WHAT YOU NEED TO DO: Every line of the material below should be repeated exactly.

┄┄┄┄┄┄┄┄┄┄┄┄┄┄┄┄┄┄┄┄

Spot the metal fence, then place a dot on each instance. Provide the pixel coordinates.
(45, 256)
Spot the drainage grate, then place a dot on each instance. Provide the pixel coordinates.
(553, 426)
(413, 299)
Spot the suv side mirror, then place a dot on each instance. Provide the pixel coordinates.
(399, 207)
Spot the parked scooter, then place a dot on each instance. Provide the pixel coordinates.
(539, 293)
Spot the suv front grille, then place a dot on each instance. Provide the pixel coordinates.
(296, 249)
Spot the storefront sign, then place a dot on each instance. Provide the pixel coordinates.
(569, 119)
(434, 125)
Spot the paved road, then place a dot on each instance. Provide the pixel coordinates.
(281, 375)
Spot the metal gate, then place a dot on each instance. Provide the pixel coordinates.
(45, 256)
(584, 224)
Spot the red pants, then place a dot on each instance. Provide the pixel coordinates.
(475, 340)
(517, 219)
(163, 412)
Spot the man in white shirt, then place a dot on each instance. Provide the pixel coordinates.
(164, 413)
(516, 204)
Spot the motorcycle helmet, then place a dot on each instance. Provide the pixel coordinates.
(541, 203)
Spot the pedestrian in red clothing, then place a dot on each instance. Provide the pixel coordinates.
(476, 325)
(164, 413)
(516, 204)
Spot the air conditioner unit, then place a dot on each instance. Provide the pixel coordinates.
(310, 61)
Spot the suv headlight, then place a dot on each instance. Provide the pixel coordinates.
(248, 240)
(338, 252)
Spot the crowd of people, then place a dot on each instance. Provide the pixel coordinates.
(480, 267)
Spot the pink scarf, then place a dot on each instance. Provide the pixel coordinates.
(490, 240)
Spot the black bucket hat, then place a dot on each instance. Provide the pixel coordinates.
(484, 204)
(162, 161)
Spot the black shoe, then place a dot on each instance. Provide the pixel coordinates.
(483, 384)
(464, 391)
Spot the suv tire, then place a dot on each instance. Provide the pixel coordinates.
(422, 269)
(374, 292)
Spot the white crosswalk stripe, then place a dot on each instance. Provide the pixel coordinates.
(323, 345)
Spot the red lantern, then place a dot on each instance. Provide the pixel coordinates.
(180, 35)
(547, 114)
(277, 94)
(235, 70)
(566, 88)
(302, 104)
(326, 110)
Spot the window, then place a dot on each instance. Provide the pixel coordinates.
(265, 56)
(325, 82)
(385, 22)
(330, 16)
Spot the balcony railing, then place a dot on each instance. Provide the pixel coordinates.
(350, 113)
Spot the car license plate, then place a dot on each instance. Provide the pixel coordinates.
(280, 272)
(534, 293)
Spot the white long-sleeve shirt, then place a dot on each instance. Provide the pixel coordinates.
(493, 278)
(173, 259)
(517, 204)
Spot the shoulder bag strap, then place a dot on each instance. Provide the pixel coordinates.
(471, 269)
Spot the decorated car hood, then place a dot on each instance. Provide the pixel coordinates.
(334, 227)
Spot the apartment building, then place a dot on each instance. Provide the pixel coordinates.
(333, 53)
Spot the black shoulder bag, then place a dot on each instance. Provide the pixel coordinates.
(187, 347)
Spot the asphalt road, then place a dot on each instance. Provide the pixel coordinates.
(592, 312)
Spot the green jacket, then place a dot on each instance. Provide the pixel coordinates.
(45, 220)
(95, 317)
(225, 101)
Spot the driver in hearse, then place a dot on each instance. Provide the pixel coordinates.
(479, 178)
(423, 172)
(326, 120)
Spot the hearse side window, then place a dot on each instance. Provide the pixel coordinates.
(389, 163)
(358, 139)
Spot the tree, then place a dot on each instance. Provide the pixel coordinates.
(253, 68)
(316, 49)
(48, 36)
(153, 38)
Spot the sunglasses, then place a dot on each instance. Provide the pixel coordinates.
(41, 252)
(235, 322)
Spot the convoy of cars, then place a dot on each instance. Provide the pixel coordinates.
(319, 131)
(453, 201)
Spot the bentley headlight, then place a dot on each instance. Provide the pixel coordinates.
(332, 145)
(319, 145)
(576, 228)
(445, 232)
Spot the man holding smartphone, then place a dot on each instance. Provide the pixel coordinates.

┄┄┄┄┄┄┄┄┄┄┄┄┄┄┄┄┄┄┄┄

TASK SOLUTION:
Spot the metal fence, then place a dot on each instance. Provide the pixel coordinates.
(45, 256)
Spot the drainage grate, then place a dot on each instance. Provide the pixel coordinates.
(553, 426)
(413, 299)
Spot the suv side mirror, then place a dot on each instance. Provide the pixel coordinates.
(399, 207)
Spot the parked scooter, then place a dot on each instance. Provide the pixel coordinates.
(539, 293)
Spot the suv front grille, then place a dot on each instance. Provide the pixel coordinates.
(296, 249)
Spot the storefront sign, then place a dot on each instance. Provide the pixel coordinates.
(569, 119)
(434, 125)
Spot the paved road, then place a dot on each instance. Provide the pixel coordinates.
(281, 375)
Spot the metal gate, then place a dot on each instance. Provide the pixel coordinates.
(45, 256)
(584, 224)
Spot the red pants, then place a dot on each instance. Provide the pixel coordinates.
(475, 340)
(517, 219)
(163, 412)
Spot the man in white shirt, then place a dot on each instance. Provide the pixel coordinates.
(164, 413)
(516, 204)
Spot the motorcycle helmet, then place a dot on each instance. Provide the pixel coordinates.
(541, 203)
Spot the pedestrian in red clothing, then place a dot on each instance. Provide the pixel coordinates.
(476, 325)
(164, 413)
(516, 204)
Spot the air conditioner unit, then place a dot on each instance. Provide the pixel coordinates.
(310, 61)
Spot the suv headlight, then place a dot on each instance. Provide the pixel coordinates.
(248, 240)
(338, 252)
Spot the crowd of people, then place a dot on each instance. Provide the pixel coordinates.
(480, 267)
Spot the pink scarf, then place a dot on each instance. Provide the pixel coordinates.
(490, 240)
Spot the black bucket hat, then place a dot on each instance. Provide the pixel coordinates.
(484, 204)
(162, 161)
Spot the black shoe, then place a dot on each instance. Provide the pixel coordinates.
(483, 384)
(464, 391)
Spot the suv tire, then place a dot on each instance. Provide the pixel coordinates.
(422, 269)
(374, 292)
Spot the white crosswalk stripe, then place a dot on each instance. Provide the pixel coordinates.
(323, 345)
Spot the red lantern, then place a dot on each instance. Provide the pixel coordinates.
(180, 35)
(547, 114)
(277, 94)
(235, 70)
(566, 88)
(302, 104)
(326, 110)
Spot the window, then place a dot on each instance. Provide the pixel coordinates.
(265, 56)
(325, 82)
(385, 22)
(330, 16)
Spot the balcony railing, then place a dot on each instance. Provide the pixel coordinates.
(350, 113)
Spot the car license plate, then place a dot on each instance. Provide the pixel coordinates.
(280, 272)
(534, 293)
Spot the white long-sleeve shirt, then place a dot on each instance. Provide the pixel coordinates.
(493, 278)
(173, 259)
(517, 204)
Spot the shoulder bag strap, then place a dot on each instance. Provide the pixel coordinates.
(471, 269)
Spot the decorated car hood, then place a dot on each instance. Provide the pixel coordinates.
(334, 227)
Spot the apartment building, then place a dot on each instance. Provide the pixel coordinates.
(333, 53)
Spot the black shoulder bag, then place a dot on each instance. Provide the pixel coordinates.
(187, 347)
Spot the asphalt road, then place a dot on each instance. Provide the pixel coordinates.
(592, 312)
Spot the green jacket, then place a dot on each instance. Provide the pixel coordinates.
(45, 220)
(95, 317)
(225, 101)
Spot the driver in hearse, then place a dot on each instance. Provide the pixel coordinates.
(479, 178)
(423, 172)
(326, 120)
Spot the hearse side window, then place a dot on each instance. Provide the pixel coordinates.
(389, 163)
(358, 139)
Spot the tree, then place a dot on each instance. Provide the pixel coordinates.
(253, 68)
(316, 49)
(48, 36)
(153, 38)
Spot the sunglasses, then place a dot on each instance. Provide the pixel coordinates.
(41, 252)
(235, 322)
Spot the convoy of cars, then place a dot on each instance. Provide the pixel coordinates.
(319, 131)
(453, 201)
Spot the bentley headlight, then place a dot on each instance. Provide the pixel coordinates.
(332, 145)
(319, 145)
(576, 228)
(445, 232)
Spot the man holding smartphone, then place a dot on each instance. Provide the pixel coordinates.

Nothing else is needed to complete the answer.